══ Information given
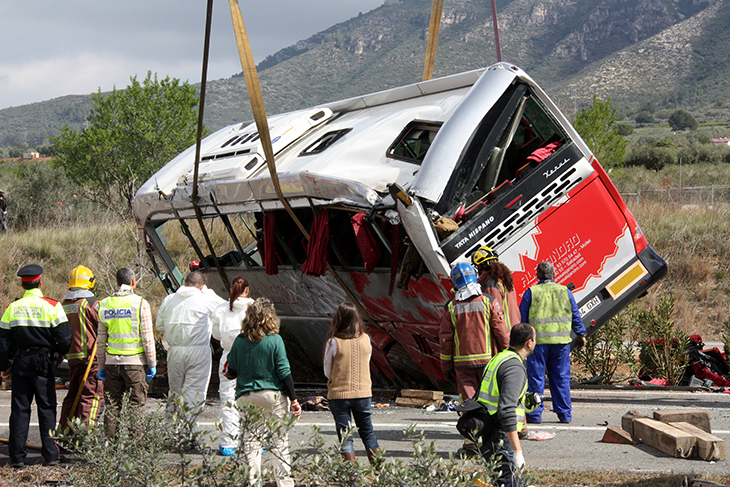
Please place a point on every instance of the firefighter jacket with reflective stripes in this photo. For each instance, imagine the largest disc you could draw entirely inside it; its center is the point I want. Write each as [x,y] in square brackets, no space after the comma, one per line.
[83,317]
[121,315]
[507,299]
[471,332]
[551,313]
[503,389]
[33,322]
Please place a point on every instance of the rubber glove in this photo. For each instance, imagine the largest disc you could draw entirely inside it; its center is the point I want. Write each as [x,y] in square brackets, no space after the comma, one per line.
[519,459]
[578,342]
[450,376]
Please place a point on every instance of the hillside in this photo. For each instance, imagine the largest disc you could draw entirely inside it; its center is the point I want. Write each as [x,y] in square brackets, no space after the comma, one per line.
[670,52]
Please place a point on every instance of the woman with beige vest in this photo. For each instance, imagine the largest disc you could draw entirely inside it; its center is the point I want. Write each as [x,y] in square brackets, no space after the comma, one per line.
[347,366]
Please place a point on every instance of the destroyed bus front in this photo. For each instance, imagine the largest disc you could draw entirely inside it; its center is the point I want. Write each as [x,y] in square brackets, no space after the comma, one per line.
[394,188]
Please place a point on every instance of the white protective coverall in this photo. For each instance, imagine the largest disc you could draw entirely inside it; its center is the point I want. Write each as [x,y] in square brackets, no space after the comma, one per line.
[184,317]
[226,327]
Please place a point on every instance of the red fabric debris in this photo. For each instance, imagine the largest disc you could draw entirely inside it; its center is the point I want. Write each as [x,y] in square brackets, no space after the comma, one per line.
[395,253]
[319,240]
[542,153]
[366,242]
[270,265]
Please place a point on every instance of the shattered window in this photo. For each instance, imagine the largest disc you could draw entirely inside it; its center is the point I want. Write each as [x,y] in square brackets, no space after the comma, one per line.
[414,141]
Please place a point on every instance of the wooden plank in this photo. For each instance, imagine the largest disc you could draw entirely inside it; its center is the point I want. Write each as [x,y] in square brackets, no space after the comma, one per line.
[709,447]
[429,395]
[627,421]
[614,434]
[664,437]
[414,402]
[696,417]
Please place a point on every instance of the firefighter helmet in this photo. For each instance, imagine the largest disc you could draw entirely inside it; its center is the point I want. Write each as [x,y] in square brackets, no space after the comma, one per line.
[483,255]
[463,274]
[81,277]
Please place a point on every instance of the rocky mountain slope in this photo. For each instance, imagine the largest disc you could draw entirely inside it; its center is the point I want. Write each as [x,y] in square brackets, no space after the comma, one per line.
[635,51]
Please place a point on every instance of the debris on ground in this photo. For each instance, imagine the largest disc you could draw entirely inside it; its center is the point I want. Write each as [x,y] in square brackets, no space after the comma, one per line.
[681,433]
[416,398]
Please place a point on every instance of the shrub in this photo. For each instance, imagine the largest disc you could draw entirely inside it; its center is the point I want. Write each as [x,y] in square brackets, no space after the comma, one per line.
[653,158]
[680,120]
[663,347]
[611,347]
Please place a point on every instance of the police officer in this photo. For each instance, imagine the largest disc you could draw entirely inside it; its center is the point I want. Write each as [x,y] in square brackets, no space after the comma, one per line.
[552,310]
[38,329]
[126,346]
[85,390]
[498,414]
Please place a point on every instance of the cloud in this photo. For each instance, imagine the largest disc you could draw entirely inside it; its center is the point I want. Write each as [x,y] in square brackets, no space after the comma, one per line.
[78,46]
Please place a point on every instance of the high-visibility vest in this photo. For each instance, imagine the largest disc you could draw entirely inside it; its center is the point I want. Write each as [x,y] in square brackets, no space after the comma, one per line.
[489,389]
[551,313]
[33,310]
[469,307]
[122,316]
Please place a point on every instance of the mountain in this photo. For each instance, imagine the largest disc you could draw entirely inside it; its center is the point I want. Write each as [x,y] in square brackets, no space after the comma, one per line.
[665,52]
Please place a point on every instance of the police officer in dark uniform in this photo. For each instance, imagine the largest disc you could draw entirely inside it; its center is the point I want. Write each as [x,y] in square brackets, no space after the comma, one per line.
[37,330]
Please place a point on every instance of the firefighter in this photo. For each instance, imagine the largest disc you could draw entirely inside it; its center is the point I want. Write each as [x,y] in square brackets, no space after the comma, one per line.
[498,414]
[472,330]
[126,346]
[85,389]
[552,310]
[496,280]
[38,329]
════
→ Exercise goal: Repeat exactly the lines from the one containing "Please place a point on every instance of the mountain" through the last line of the records above, both included, and nothing else.

→ Problem solution:
Please place a point on every instance of the mountain in this photo. For each instance, imagine the largest disc you could draw entirely inside it; its center is the point I want. Write each as [x,y] in square brackets, no space after the comma, one per line.
[665,52]
Please place a point on every instance of the police officer in dark uniform in this photo. For each instance, imagine the largest disc you could draw entirely inside it; its center is the point I want. Write each as [x,y] in square brackets, no space after the comma, one per line.
[37,330]
Please place a point on every instance of the firefighter in this photo. For each instance, imagine the largest disc you could draw entirely inside it; its center is the point I want. Write each as [x,y] in square brackets, no space after the comma, one per line.
[498,414]
[472,330]
[126,346]
[85,389]
[552,310]
[496,280]
[38,329]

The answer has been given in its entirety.